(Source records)
━━━━━━━━━━━━━━━━━━━━

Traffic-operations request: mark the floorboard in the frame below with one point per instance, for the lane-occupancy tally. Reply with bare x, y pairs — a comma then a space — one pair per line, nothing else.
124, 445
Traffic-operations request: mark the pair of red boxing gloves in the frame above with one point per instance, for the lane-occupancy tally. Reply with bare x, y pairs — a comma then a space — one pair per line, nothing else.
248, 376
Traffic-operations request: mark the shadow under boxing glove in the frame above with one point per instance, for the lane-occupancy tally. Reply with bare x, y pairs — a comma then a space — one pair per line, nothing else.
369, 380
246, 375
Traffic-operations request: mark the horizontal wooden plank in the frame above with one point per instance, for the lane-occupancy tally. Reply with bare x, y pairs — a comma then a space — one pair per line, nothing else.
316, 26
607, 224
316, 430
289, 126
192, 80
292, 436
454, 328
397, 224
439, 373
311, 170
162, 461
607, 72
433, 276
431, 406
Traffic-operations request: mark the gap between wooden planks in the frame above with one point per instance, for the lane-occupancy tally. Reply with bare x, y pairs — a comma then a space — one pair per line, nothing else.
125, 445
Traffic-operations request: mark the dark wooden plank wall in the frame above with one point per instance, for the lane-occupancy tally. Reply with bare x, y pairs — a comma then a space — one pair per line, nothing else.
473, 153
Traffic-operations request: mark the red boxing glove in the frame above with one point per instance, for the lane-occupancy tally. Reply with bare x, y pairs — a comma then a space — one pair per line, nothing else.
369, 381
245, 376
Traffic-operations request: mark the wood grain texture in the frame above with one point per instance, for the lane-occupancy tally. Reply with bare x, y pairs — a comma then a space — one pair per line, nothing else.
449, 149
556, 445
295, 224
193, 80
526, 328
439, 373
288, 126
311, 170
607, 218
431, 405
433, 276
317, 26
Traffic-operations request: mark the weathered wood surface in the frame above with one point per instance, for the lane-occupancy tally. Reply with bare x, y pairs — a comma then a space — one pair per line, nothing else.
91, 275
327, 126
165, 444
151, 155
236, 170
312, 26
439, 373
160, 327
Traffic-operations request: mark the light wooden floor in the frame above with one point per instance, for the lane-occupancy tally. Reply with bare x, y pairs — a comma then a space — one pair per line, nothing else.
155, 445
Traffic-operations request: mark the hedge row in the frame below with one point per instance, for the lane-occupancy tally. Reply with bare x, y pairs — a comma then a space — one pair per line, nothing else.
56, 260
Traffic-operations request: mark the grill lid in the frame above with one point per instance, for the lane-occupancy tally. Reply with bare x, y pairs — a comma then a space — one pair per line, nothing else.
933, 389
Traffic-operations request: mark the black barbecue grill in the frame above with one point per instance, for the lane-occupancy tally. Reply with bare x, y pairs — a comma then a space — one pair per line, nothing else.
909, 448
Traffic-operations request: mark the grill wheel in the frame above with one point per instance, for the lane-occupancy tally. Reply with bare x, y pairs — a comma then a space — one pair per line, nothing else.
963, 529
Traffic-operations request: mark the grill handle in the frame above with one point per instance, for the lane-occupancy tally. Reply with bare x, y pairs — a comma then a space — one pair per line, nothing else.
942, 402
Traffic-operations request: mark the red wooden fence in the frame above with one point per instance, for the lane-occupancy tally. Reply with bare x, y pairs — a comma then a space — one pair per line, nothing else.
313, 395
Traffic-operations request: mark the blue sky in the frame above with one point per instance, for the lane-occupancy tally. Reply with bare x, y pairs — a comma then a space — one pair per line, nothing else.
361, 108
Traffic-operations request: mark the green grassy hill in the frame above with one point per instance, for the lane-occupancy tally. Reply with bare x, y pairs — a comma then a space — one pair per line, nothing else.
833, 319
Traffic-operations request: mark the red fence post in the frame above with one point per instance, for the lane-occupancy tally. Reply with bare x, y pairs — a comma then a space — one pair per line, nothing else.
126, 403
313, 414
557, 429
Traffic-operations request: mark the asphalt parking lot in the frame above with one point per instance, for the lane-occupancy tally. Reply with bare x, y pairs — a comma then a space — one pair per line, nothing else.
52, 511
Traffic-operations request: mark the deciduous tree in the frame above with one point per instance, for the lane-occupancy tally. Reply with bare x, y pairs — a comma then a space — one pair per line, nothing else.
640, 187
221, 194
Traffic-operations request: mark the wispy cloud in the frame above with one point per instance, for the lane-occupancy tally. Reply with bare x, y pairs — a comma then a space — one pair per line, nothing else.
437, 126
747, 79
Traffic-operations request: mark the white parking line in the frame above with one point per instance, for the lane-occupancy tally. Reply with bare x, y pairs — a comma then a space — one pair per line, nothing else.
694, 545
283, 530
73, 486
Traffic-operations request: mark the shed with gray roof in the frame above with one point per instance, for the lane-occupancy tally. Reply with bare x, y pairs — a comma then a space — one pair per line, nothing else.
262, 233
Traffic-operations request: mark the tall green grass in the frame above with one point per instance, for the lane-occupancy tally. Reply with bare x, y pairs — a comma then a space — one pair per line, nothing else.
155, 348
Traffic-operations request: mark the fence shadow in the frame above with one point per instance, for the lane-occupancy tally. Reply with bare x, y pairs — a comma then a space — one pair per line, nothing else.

━━━━━━━━━━━━━━━━━━━━

#### THE TASK:
Exact copies of every record above are required.

#### EXERCISE SOLUTION:
Traffic-operations request: mark the floorboard in the frame below with one point per instance, for the lane-occupancy tally. Reply with bare x, y pairs — a comma then a space — one pair per line, nothing else.
124, 445
Traffic-operations request: mark the pair of red boxing gloves in the frame above with one point per instance, for the lane-occupancy tally. Reply with bare x, y pairs — a comma then a space — one pair per line, nothing else.
248, 376
Traffic-operations request: mark the shadow under boxing glove in the frame above with one point per instance, for the lane-occupancy tally. Reply with bare x, y pairs — a comma then a space — one pair per line, nothing else.
369, 380
246, 375
Traffic-operations request: mark the horizontal wooden plank in the frame above with one point per instance, for the lane-occupancy tally. Reply with bare x, y pairs — a comma then a space — one pair per line, nothing else.
316, 26
607, 224
316, 430
289, 126
192, 80
292, 436
454, 328
397, 224
439, 373
311, 170
162, 461
607, 72
433, 276
431, 406
Traffic-operations request: mark the gap between wooden planks in the frame above with one point per instance, for the lane-occupancy tally. Reply with bare x, y pairs — a comma then a space — one pair per line, nothing else.
125, 445
Traffic-operations request: mark the dark wooden plank wall in the frame above with one point per instance, for the lane-occupancy tally. Reply with bare x, y pairs — a comma then a space — one pair per line, nothing else.
473, 153
Traffic-operations request: mark the red boxing glove in the frame above with one point per instance, for the lane-occupancy tally. Reply with bare x, y pairs — a comma then a space — one pair per line, nothing else.
369, 381
245, 376
Traffic-operations request: mark the wood grain texture in the frame above with one point per instance, for the lane-occupancy tally. Reply with bare x, y pairs — a comma then a space — one pair per line, nothing else.
449, 149
556, 445
295, 224
193, 80
526, 328
439, 373
288, 126
311, 170
607, 218
431, 405
433, 276
317, 26
Traffic-operations request: mark the weathered wood surface in the frame above with one point per instance, for the lane-occupancy tally. Reply with bare x, y pairs — a comma then a space — one pair per line, nothing else.
91, 275
327, 126
165, 444
151, 155
236, 170
312, 26
439, 373
160, 327
Traffic-operations request: mark the light wooden floor in the frame above with one point per instance, for the lane-occupancy tally. Reply with bare x, y pairs — a comma then a space — one pair per line, nothing else.
155, 445
Traffic-operations request: mark the hedge row in the frame below with one point per instance, for the lane-occupancy tally. Reply with bare x, y pairs — a comma then a space — one pair per line, nothing else.
56, 260
Traffic-operations request: mark the grill lid in the frame above with one point per instance, for the lane-occupancy tally. Reply with bare x, y pairs — a comma then a space — one pair per line, nothing else.
933, 389
Traffic-operations request: mark the black barbecue grill in the frame above with one point per instance, for the lane-occupancy tally. Reply with bare x, y pairs — a comma then a space — one pair per line, nothing else.
909, 448
Traffic-operations request: mark the grill wheel in the frame above with one point per instance, for the lane-occupancy tally. Reply with bare x, y pairs — a comma then a space — one pair per line, nothing else.
963, 529
Traffic-operations request: mark the grill handle in the frame above with one point per instance, for the lane-occupancy tally. Reply with bare x, y pairs — a comma then a space — one pair per line, nothing else.
942, 402
Traffic-operations request: mark the red wooden fence in the frame above with one point per instance, for the lane-occupancy tally. Reply with bare x, y pairs — a comma then a space — one pair per line, nothing else.
313, 395
Traffic-operations request: mark the blue sky in the frame above with one point per instance, for the lane-occupancy tally. Reply with bare x, y pairs — a comma then a space — one pair per line, nothing else.
361, 108
Traffic-operations request: mark the green grassy hill in the frame above with one point per instance, for the lane-occupancy tally. Reply with bare x, y pairs — a comma then a space — one pair per line, nothing else.
833, 319
Traffic-operations request: mark the red fence post in the frame above with one point per instance, for the lane-occupancy tally. Reply with bare x, y pairs — a comma then a space — one pair per line, nothing else.
126, 403
313, 414
557, 429
Traffic-operations request: mark the asphalt parking lot in the frame above with one point per instance, for the lane-occupancy tally. Reply with bare x, y pairs — a comma then a space — one pair per line, nothing else.
52, 511
Traffic-operations request: mark the deciduous tree in the frame above with one point per instance, for the lane-occupancy tally. Reply with bare x, y pairs — a comma then a space — one pair per line, nothing else.
640, 187
221, 194
Traffic-operations request: mark the wispy cloud in the frame above with one point per instance, for the lane-occupancy tally. Reply with bare x, y pairs — a comma then a space — one pair per line, nothing else.
437, 126
747, 79
Traffic-operations request: mark the white parking line in the frame above with one point per instance, for the lane-occupancy tally. Reply with bare x, y pairs — a comma then a space — one pair per line, nothing else.
694, 545
283, 530
73, 486
Traffic-operations request: mark the shed with gray roof in the frame above with one point per instance, for the lane-occupancy tally. Reply with bare x, y pairs — a comma then a space — one pair per line, nothing else.
262, 233
Traffic-operations request: mark the tall green grass in the frame above with one point per instance, for the lane-occupancy tally. Reply with bare x, y pairs — a comma then a space — one pair per line, nothing else.
155, 348
Traffic-operations request: mark the fence shadow in the frame above with one point per instance, for the lane-occupancy tally. Reply with bare x, y pairs — a comma then a space — one pair per line, nothing else.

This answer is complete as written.